→ **Exercise goal**: Write out all the entries word for word and omit any pictures.

→ **Data to use**:
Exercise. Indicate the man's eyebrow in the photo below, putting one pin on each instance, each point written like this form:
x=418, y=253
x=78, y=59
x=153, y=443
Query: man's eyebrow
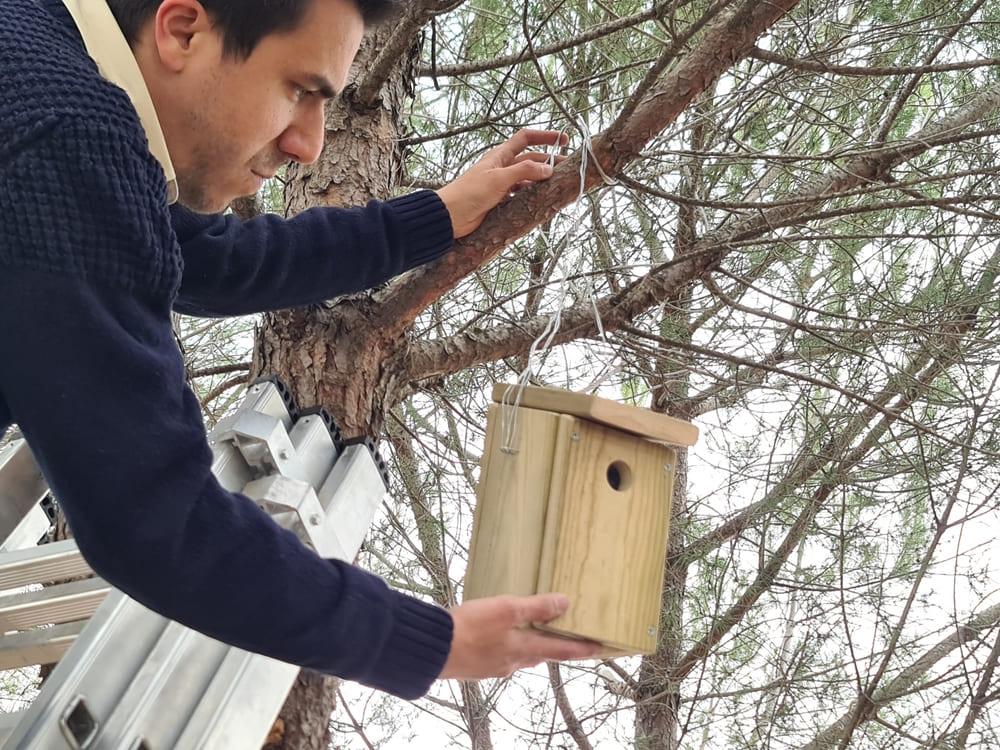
x=321, y=84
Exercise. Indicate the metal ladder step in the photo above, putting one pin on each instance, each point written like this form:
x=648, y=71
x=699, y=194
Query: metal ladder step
x=41, y=646
x=52, y=605
x=50, y=562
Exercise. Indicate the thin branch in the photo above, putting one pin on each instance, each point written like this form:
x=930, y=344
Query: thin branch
x=720, y=46
x=573, y=725
x=590, y=35
x=435, y=358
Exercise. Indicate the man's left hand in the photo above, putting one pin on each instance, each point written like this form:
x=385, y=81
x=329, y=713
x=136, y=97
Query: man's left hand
x=504, y=170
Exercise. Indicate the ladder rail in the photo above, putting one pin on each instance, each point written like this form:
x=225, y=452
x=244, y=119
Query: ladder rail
x=135, y=679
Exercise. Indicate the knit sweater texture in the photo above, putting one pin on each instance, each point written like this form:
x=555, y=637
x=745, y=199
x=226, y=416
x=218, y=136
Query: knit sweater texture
x=92, y=263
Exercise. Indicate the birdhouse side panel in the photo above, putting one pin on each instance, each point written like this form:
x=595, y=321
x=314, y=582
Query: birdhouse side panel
x=512, y=499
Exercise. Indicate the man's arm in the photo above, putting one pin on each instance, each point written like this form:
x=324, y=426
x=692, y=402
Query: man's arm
x=90, y=372
x=232, y=267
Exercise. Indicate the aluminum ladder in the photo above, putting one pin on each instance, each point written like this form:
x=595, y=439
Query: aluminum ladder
x=128, y=678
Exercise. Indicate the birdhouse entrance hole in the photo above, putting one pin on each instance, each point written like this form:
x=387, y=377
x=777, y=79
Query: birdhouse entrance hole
x=619, y=476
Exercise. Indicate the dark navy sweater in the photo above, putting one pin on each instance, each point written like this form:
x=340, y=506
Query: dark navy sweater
x=92, y=261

→ **Solution to this task**:
Exercise. Indicate the man's eyebrow in the photo below, putting one pin on each instance, each point written like this form:
x=418, y=253
x=78, y=59
x=153, y=443
Query: man's eyebrow
x=321, y=84
Exercise. Indicate the metal ladder step in the photo above, putting one pin on each instance, each point written like this form:
x=648, y=71
x=699, y=194
Query: metal ladder step
x=41, y=646
x=52, y=605
x=50, y=562
Exercise. Indicate the thin branch in the photo above, putting one pin on each instance, each point written like this form:
x=930, y=344
Query: thin branch
x=720, y=46
x=573, y=725
x=590, y=35
x=435, y=358
Exercise. Indicate the man's left hand in the photo above, putting one pin on each instance, each point written like this form:
x=385, y=81
x=329, y=713
x=136, y=97
Query: man's left hand
x=504, y=170
Exercise. Indicate the ladder rail in the photo above, putting one pin on each instance, each point written like this form:
x=225, y=452
x=244, y=119
Query: ladder rail
x=135, y=679
Exercise. Indicate the knit sweater texture in the photo above, putting one pin on each instance, each point written like this form:
x=555, y=637
x=745, y=199
x=226, y=416
x=218, y=136
Query: knit sweater texture
x=92, y=263
Exercise. Indicate the birdhouse side panel in the photo above, putting one pin on each instance, each point written like this form:
x=595, y=321
x=314, y=582
Query: birdhouse side panel
x=512, y=499
Exercise. Indicate the man's arm in the photo above, putting one pin on each instance, each point written like this form:
x=324, y=426
x=692, y=402
Query: man's arm
x=90, y=372
x=232, y=267
Exercise. Indicate the aluminum ladder in the photo above, putting one pin on each instance, each point written like this form:
x=595, y=439
Query: aluminum ladder
x=128, y=678
Exercise. Indicate the birdhouse entrance hole in the photo above, putting one pin on each instance, each point written like this form:
x=387, y=377
x=777, y=79
Query: birdhouse entrance hole
x=619, y=476
Exercise. Indicate the dark navy sweater in the photo above, putting one pin on each instance, each point written like this form:
x=340, y=506
Query: dark navy sweater
x=92, y=261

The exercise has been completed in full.